_To do_.
In the material below, repeat only the lines from the one that holds "hand, that would be wonderful." through the final line, exactly as they stand.

_Dataset excerpts on object pointing_.
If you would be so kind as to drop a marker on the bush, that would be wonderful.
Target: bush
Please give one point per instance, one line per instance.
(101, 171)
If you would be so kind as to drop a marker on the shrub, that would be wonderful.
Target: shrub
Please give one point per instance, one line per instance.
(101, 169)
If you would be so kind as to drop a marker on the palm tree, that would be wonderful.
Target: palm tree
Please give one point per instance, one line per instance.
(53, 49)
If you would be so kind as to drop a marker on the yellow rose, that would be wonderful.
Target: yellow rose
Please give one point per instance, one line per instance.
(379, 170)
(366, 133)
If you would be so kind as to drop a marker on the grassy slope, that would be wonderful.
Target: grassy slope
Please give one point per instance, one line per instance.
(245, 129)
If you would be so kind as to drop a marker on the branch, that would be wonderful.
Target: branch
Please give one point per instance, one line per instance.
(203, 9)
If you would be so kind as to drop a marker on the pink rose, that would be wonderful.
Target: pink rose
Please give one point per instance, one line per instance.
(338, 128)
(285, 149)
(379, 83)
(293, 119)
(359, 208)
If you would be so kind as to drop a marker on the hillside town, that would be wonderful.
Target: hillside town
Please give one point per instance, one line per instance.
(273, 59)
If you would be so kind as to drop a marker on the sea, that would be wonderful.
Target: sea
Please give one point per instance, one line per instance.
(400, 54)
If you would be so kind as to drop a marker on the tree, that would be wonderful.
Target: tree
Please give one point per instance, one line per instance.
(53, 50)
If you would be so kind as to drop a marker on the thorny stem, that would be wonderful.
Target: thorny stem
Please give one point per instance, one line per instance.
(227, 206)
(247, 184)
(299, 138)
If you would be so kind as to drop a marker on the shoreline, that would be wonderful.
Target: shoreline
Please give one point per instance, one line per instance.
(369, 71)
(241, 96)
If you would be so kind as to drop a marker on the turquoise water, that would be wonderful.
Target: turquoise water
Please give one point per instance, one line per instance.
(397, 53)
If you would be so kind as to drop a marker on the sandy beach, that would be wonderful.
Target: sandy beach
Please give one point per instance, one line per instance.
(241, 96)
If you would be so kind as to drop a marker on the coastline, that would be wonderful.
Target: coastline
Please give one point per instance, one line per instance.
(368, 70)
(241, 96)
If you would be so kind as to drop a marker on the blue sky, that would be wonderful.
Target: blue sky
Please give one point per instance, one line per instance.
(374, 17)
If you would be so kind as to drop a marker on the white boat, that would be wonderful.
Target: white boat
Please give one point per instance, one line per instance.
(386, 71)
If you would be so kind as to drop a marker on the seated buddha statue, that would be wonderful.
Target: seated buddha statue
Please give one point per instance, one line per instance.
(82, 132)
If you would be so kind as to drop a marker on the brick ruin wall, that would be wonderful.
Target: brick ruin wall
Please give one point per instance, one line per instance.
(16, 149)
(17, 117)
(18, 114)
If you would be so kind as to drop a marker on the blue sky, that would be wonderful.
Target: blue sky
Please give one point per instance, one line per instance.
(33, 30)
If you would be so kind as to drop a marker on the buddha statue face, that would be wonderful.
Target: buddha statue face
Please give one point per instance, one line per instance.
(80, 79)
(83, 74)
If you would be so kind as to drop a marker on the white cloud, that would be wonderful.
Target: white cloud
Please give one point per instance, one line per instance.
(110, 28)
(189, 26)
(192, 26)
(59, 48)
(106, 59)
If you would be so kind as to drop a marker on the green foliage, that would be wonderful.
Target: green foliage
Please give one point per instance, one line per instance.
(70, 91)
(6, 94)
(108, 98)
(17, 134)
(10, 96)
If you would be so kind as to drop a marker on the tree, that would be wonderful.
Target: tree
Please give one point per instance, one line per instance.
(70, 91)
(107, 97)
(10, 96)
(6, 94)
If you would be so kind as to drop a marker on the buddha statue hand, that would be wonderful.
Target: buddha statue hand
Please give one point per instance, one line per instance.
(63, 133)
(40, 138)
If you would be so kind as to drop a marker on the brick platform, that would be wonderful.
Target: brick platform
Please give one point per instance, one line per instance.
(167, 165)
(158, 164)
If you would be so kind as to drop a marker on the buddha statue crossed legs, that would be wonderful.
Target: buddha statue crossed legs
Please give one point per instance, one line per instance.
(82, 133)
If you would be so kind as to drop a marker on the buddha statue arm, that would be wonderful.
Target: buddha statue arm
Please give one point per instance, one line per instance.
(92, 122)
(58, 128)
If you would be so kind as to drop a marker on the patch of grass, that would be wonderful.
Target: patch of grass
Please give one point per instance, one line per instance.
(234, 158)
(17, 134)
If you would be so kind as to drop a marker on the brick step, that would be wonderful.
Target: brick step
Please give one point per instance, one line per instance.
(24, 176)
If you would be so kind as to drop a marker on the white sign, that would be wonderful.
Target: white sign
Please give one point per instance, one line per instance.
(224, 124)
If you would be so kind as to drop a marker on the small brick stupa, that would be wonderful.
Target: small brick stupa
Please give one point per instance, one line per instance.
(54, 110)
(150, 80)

_Complete answer_.
If you would be so kind as to drop a marker on the buddha statue hand, that would be wonderful.
Target: buddha statue hand
Please give one point per instance, one line per instance.
(63, 133)
(40, 138)
If you would be so kind as to drop a marker on the brick platform, that would be wonderful.
Target: brick platform
Please give one point per instance, one line per instance.
(167, 165)
(158, 164)
If you would be so kind as to drop a marker on the buddha statue crossed legs, that would be wonderful.
Target: buddha statue crossed legs
Please give one point per instance, one line per instance.
(82, 133)
If you would be so kind as to drop a marker on the buddha statue arm, that would be wonderful.
Target: buddha statue arm
Please give one point per instance, one line per instance.
(92, 122)
(58, 128)
If you would be so kind as to drop a marker on the patch of grass, that would be wonderful.
Target: patch of grass
Please give one point per instance, one line per instance.
(234, 158)
(17, 134)
If you would be so kind as to drop a marker on the brick step, that would be wonderful.
Target: brick step
Please give one point per instance, one line per instance.
(24, 176)
If you would be so kind as to drop a marker on the white sign, that would be wonderful.
Target: white sign
Please give one point per instance, one line per instance.
(224, 124)
If you would be so kind as to drop a marker on the small brick stupa, that would be wonderful.
Target: small brick stupa
Please give one point per instance, one line per instance.
(54, 110)
(150, 80)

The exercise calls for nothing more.